== Document ==
[Chimera-users] Surfaces and transparency

Esser, Lothar (NIH/NCI) [E] esserlo at mail.nih.gov
Mon Apr 27 13:43:39 PDT 2020

Hi, Elaine, 

That's a neat trick. It only works with surfcat. 

If I do

surface #0
trans 50,s #0
No matter what I do the transparency does not change. 

But with 
Surfcat mystuff
Surface mystuff
Trans 50,s

It works as advertised. Also, I noticed that in the first case with an ineffective "trans 50,s" on the command line, the menu Actions->Surface->Transparency->50% did work. 
It's only that I rarely use the menu .... partly because changes in transparency may be animated by a script. 


-----Original Message-----
From: Elaine Meng <meng at cgl.ucsf.edu> 
Sent: Monday, April 27, 2020 12:28 PM
To: Esser, Lothar (NIH/NCI) [E] <esserlo at mail.nih.gov>
Cc: chimera-users at cgl.ucsf.edu BB <chimera-users at cgl.ucsf.edu>
Subject: Re: [Chimera-users] Surfaces and transparency

Hi Lothar,
It is not related to the VDW parameters, but to automatic classification of sets of atoms and excluding them from what is (by default) enclosed in a surface.  For example, people usually don't expect their ligands, solvent, or metal ions to be lumped together with the macromolecule, so there are automatically defined groupings:

You can use "surfcat" to group the atoms any way you want, however.  E.g. commands

surfcat mystuff :adp,mg
surface mystuff

The ion is shown as "sphere" (full VDW radius) and if colored separately may show "through" the surface unless you make it smaller, and surface is "chunky" unless you increase vertex density.

== Exercise ==
Please continue the email about Chimera surfaces and transparency from the point where it stops.

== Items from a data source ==
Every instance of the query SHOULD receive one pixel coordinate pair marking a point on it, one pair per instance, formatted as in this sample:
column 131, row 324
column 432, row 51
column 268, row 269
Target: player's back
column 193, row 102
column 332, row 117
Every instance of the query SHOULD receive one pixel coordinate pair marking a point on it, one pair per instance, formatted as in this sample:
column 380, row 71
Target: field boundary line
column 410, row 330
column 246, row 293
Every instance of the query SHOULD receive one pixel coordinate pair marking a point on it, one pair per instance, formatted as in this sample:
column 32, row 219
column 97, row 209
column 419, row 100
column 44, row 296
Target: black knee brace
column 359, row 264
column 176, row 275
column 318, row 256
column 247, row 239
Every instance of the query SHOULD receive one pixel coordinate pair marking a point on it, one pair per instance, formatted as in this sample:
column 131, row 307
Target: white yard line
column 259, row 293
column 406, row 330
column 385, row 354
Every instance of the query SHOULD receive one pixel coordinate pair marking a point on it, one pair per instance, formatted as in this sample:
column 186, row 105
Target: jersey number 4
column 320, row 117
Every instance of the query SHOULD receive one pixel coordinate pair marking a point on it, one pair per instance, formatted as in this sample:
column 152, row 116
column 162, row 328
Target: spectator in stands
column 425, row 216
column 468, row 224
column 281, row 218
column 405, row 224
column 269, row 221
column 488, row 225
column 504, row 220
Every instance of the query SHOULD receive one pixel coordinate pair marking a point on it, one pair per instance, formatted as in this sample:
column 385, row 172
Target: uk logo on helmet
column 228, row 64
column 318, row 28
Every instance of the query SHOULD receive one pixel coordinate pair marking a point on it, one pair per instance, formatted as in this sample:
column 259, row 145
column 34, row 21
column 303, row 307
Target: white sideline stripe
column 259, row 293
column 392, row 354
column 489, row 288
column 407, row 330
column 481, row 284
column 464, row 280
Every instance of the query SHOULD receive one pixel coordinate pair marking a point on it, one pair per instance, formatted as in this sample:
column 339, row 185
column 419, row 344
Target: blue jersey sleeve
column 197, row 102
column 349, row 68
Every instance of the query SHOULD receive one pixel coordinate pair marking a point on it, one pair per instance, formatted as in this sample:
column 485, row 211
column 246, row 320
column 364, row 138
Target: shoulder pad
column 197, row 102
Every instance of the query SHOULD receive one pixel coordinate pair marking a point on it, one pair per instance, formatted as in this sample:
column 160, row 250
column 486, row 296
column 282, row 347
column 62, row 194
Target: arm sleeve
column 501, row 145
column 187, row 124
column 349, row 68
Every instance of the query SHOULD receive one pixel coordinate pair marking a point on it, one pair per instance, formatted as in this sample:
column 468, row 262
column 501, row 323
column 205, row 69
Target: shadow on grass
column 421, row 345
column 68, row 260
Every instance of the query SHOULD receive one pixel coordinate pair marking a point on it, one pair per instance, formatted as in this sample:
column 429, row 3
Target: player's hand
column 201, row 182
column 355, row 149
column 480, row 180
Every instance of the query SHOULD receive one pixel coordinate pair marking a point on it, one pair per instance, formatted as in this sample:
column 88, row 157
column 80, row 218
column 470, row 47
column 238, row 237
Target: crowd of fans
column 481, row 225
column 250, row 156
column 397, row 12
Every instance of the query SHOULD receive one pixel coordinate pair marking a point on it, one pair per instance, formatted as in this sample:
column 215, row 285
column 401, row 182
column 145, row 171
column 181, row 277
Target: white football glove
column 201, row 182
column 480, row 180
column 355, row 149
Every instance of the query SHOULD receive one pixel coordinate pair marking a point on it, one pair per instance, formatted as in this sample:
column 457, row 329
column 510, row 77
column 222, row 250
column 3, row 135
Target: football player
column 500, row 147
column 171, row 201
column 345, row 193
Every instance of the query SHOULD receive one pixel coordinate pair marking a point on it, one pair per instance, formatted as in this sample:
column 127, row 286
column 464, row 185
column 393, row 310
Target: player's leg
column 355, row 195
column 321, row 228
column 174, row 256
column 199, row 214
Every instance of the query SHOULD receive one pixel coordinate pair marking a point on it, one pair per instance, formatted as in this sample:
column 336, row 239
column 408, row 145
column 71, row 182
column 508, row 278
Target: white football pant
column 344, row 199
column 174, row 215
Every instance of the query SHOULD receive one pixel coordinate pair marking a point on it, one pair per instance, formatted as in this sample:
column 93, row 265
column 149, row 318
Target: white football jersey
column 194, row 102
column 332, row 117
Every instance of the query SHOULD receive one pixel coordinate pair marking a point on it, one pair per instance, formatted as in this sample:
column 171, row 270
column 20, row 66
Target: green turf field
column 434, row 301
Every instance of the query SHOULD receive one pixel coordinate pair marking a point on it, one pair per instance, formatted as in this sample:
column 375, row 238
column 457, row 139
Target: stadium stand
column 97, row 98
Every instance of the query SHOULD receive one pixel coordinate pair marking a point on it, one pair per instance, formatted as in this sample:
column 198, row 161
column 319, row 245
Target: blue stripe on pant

== Exercise output ==
repr bs :mg
surface mystuff vertexDensity 10


The transparency command works fine for the molecular surface EXCEPT when the surface  has custom coloring by vertex (electrostatic potential, for example).  For custom coloring by vertex you would have to specify the transparency at the time of coloring.

For example, either of these works fine for the surface that I showed with the commands above, as it was just shown in the initial tan color:

trans 50,s
trans 50,s #0

However, you can color by atomic patch and have it retain its transparency, e.g. the following command applies heteroatom coloring to the atoms in mystuff (ADP, MG although they were already colored that way) as well as the corresponding atomic patches in the molecular surface:

color byhet mystuff

Or something like this  will also color both the atoms and the corresponding patches in the molecular surface while the surface retains transparency:

color orange :adp

I hope this helps,
Elaine C. Meng, Ph.D.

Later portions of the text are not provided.